- GIVEN TEXT:
The web has obviously reached a high level of #enshitification. Paywalls, exclusive walled gardens, #Cloudflare, popups, CAPTCHAs, tor-blockades, dark patterns (esp. w/cookies), javascript that makes the website an app (not a doc), etc.

Status quo solution (failure):

#Lemmy & the #threadiverse were designed to inherently trust humans to only post links to non-shit websites, and to only upvote content that has no links or links to non-shit venues.

It’s not working. The social approach is a systemic failure.

The fix:

  • stage 1 (metrics collection): There needs to be shitification metrics for every link. Readers should be able to click a “this link is shit” button on a per-link basis & there should be tick boxes to indicate the particular variety of shit that it is.

  • stage 2 (metrics usage): If many links with the same hostname show a pattern of matching enshitification factors, the Lemmy server should automatically tag all those links with a warning of some kind (e.g. ⚠, 💩, 🌩).

  • stage 3 (inclusive alternative): A replacement link to a mirror is offered. E.g. youtube → (non-CF’d invidious instance), cloudflare → archive.org, medium.com → (random scribe.rip instance), etc.

- TASK STATEMENT:
Could you revise the post about web enshitification from "Status quo solution" to "that it is.", putting "Users" in place of "Readers"? The records here come from a separate source.

- SUPPLIED MATERIAL:
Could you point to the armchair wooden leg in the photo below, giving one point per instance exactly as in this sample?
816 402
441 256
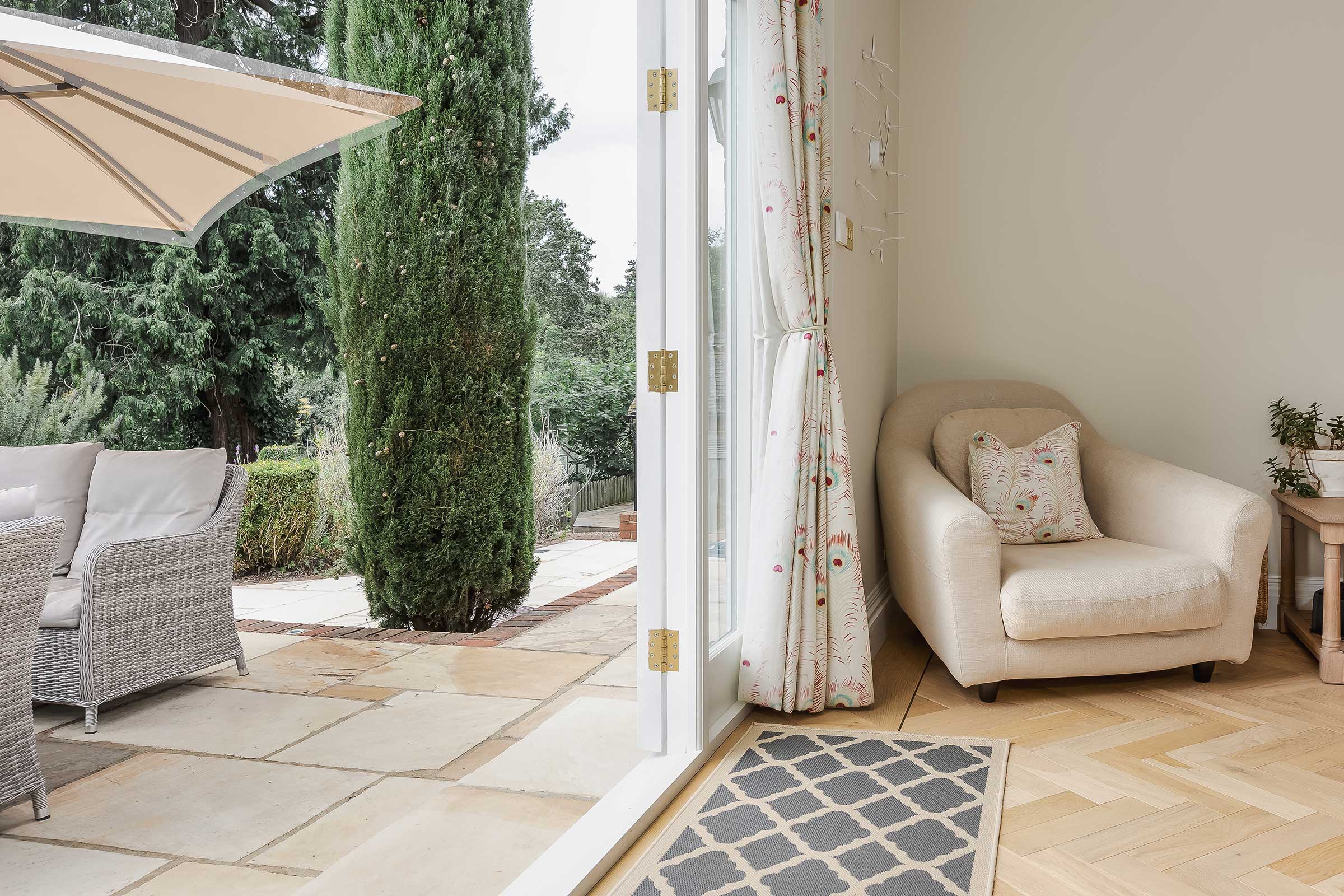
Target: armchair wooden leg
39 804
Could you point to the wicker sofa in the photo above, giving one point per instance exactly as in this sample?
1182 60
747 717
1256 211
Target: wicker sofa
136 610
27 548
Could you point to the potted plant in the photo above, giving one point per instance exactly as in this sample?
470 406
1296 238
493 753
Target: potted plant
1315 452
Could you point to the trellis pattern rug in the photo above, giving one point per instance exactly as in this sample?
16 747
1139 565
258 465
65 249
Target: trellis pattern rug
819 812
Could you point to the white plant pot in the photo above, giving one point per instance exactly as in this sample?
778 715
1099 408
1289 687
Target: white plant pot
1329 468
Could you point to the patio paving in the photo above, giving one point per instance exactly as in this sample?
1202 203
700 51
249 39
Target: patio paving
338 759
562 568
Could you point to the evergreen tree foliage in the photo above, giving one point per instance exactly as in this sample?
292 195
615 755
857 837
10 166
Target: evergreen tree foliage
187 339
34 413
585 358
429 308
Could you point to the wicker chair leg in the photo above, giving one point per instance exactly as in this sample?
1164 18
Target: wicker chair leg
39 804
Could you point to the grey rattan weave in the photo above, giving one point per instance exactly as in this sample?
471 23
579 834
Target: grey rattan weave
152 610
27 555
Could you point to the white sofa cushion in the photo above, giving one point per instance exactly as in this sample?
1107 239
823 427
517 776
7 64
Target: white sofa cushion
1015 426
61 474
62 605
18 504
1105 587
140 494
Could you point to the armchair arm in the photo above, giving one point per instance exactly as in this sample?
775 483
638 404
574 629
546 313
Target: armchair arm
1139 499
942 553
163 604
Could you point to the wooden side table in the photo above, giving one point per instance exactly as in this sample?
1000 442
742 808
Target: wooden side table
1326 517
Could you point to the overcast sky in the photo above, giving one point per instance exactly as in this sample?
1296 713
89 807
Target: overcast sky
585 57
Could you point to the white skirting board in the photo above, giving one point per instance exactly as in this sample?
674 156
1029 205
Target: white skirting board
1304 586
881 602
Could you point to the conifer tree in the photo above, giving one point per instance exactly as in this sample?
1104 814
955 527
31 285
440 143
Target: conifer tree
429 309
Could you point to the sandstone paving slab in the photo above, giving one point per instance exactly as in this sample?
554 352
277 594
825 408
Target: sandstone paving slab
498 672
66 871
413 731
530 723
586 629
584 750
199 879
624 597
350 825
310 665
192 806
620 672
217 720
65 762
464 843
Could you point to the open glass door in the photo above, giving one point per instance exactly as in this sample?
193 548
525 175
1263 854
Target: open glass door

- SOLUTION:
Status quo solution (failure):

#Lemmy & the #threadiverse were designed to inherently trust humans to only post links to non-shit websites, and to only upvote content that has no links or links to non-shit venues.

It’s not working. The social approach is a systemic failure.

The fix:

  • stage 1 (metrics collection): There needs to be shitification metrics for every link. Users should be able to click a “this link is shit” button on a per-link basis & there should be tick boxes to indicate the particular variety of shit that it is.